ROWS>
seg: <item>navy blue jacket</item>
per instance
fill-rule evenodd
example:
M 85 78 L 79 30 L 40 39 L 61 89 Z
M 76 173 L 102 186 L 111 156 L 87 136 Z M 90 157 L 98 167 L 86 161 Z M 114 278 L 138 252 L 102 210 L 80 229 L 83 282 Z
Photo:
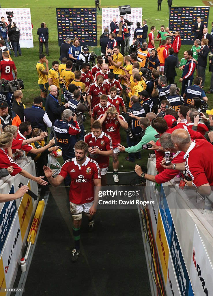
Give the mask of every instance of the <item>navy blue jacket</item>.
M 49 94 L 46 99 L 45 109 L 53 126 L 57 119 L 61 119 L 61 113 L 66 109 L 60 104 L 56 98 Z
M 32 129 L 40 128 L 43 131 L 47 131 L 46 126 L 43 120 L 45 113 L 43 108 L 35 105 L 24 110 L 26 121 L 31 123 Z
M 37 35 L 38 35 L 38 40 L 40 41 L 40 38 L 41 33 L 45 39 L 45 41 L 49 39 L 49 31 L 48 28 L 39 28 L 37 31 Z

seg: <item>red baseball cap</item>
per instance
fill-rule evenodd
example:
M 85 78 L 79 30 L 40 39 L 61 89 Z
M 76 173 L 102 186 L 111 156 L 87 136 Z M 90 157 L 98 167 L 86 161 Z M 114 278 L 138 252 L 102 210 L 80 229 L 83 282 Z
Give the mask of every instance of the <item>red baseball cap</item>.
M 165 115 L 163 118 L 166 121 L 168 127 L 173 128 L 178 124 L 177 120 L 173 115 Z

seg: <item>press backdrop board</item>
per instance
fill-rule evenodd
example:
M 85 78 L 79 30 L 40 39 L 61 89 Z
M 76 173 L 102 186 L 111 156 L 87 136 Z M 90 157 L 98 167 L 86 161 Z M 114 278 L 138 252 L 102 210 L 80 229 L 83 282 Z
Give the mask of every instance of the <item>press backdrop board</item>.
M 67 37 L 81 45 L 97 46 L 96 8 L 56 8 L 58 46 Z
M 102 32 L 105 28 L 109 29 L 109 32 L 111 32 L 110 23 L 113 21 L 113 17 L 117 19 L 118 25 L 119 24 L 120 21 L 120 12 L 119 9 L 116 7 L 109 8 L 102 8 Z M 134 32 L 137 28 L 136 24 L 139 22 L 142 24 L 142 7 L 131 8 L 131 14 L 126 15 L 126 19 L 129 21 L 132 22 L 133 23 L 131 26 L 130 36 L 129 38 L 129 44 L 132 44 L 132 39 L 134 38 Z M 123 15 L 123 17 L 126 18 L 126 16 Z
M 16 23 L 17 27 L 20 31 L 19 41 L 20 47 L 27 48 L 33 47 L 33 40 L 30 8 L 0 8 L 1 16 L 4 17 L 5 21 L 7 24 L 9 24 L 6 14 L 6 11 L 12 11 L 13 12 L 13 17 L 12 18 L 12 20 Z
M 181 44 L 192 45 L 194 40 L 194 33 L 192 31 L 200 17 L 205 27 L 208 27 L 209 7 L 171 7 L 169 13 L 169 27 L 173 33 L 179 31 Z

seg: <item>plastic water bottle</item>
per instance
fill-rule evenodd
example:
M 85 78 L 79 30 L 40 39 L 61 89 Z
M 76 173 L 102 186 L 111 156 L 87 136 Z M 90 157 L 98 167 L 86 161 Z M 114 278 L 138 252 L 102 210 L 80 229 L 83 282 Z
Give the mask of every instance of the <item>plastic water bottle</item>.
M 22 270 L 22 272 L 24 272 L 27 270 L 26 263 L 24 258 L 21 258 L 20 263 L 21 263 L 21 269 Z

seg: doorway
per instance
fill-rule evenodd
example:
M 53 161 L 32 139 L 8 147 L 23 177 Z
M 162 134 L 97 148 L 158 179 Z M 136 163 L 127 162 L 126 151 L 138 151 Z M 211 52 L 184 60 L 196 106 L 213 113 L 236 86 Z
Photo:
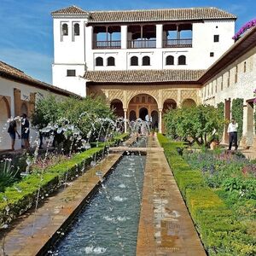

TASK DETAILS> Lay out the data above as a Markdown table with the columns "Row" and "Data line", starting at the first line and ending at the line containing "M 181 44 L 192", both included. Skip blank lines and leave the pictures out.

RESULT BELOW>
| Row | Data line |
|---|---|
| 1 | seg: <item>navy blue jacket</item> |
| 2 | per instance |
| 3 | fill-rule evenodd |
| 4 | example: |
| 5 | M 85 78 L 79 30 L 40 39 L 61 89 Z |
| 6 | M 76 173 L 102 186 L 111 156 L 87 136 Z M 90 157 L 98 167 L 86 161 Z M 114 278 L 138 252 L 102 210 L 80 229 L 83 282 Z |
| 7 | Photo: |
| 8 | Give the mask of every instance of the <item>navy blue jacket</item>. |
| 9 | M 49 94 L 46 99 L 45 109 L 53 126 L 57 119 L 61 119 L 61 113 L 66 109 L 60 104 L 56 98 Z |
| 10 | M 32 129 L 40 128 L 43 131 L 47 131 L 46 126 L 43 120 L 45 113 L 43 108 L 35 105 L 24 110 L 26 121 L 31 123 Z |
| 11 | M 37 35 L 38 35 L 38 40 L 40 41 L 40 38 L 41 33 L 45 39 L 45 41 L 49 39 L 49 31 L 48 28 L 39 28 L 37 31 Z |
| 12 | seg: <item>red baseball cap</item> |
| 13 | per instance |
| 14 | fill-rule evenodd |
| 15 | example: |
| 16 | M 85 78 L 79 30 L 40 39 L 61 89 Z |
| 17 | M 76 173 L 102 186 L 111 156 L 87 136 Z M 90 157 L 98 167 L 86 161 Z M 114 278 L 138 252 L 102 210 L 80 229 L 83 282 Z |
| 18 | Give the mask of every instance of the <item>red baseball cap</item>. |
| 19 | M 165 115 L 163 118 L 166 121 L 168 127 L 173 128 L 178 124 L 177 120 L 173 115 Z |
| 20 | seg: <item>press backdrop board</item> |
| 21 | per instance |
| 22 | fill-rule evenodd |
| 23 | example: |
| 24 | M 85 78 L 79 30 L 40 39 L 61 89 Z |
| 25 | M 76 173 L 102 186 L 111 156 L 87 136 Z M 90 157 L 98 167 L 86 161 Z M 114 278 L 138 252 L 102 210 L 80 229 L 83 282 Z |
| 26 | Give the mask of every instance of the <item>press backdrop board</item>. |
| 27 | M 67 37 L 81 45 L 97 46 L 96 8 L 56 8 L 58 46 Z |
| 28 | M 102 32 L 105 28 L 109 29 L 109 32 L 111 32 L 110 23 L 113 21 L 113 17 L 117 19 L 118 25 L 119 24 L 120 21 L 120 12 L 119 9 L 116 7 L 109 8 L 102 8 Z M 134 32 L 137 28 L 136 24 L 139 22 L 142 24 L 142 7 L 131 8 L 131 14 L 126 15 L 126 19 L 129 21 L 132 22 L 133 23 L 131 26 L 130 36 L 129 38 L 129 44 L 132 44 L 132 39 L 134 38 Z M 123 15 L 123 17 L 126 18 L 126 16 Z |
| 29 | M 16 23 L 17 27 L 20 31 L 19 41 L 20 47 L 27 48 L 33 47 L 33 40 L 30 8 L 0 8 L 1 16 L 4 17 L 5 21 L 7 24 L 9 24 L 6 14 L 6 11 L 12 11 L 13 12 L 13 17 L 12 18 L 12 20 Z |
| 30 | M 181 44 L 192 45 L 194 40 L 194 33 L 192 31 L 200 17 L 205 27 L 208 27 L 209 7 L 171 7 L 169 13 L 169 27 L 173 33 L 179 31 Z |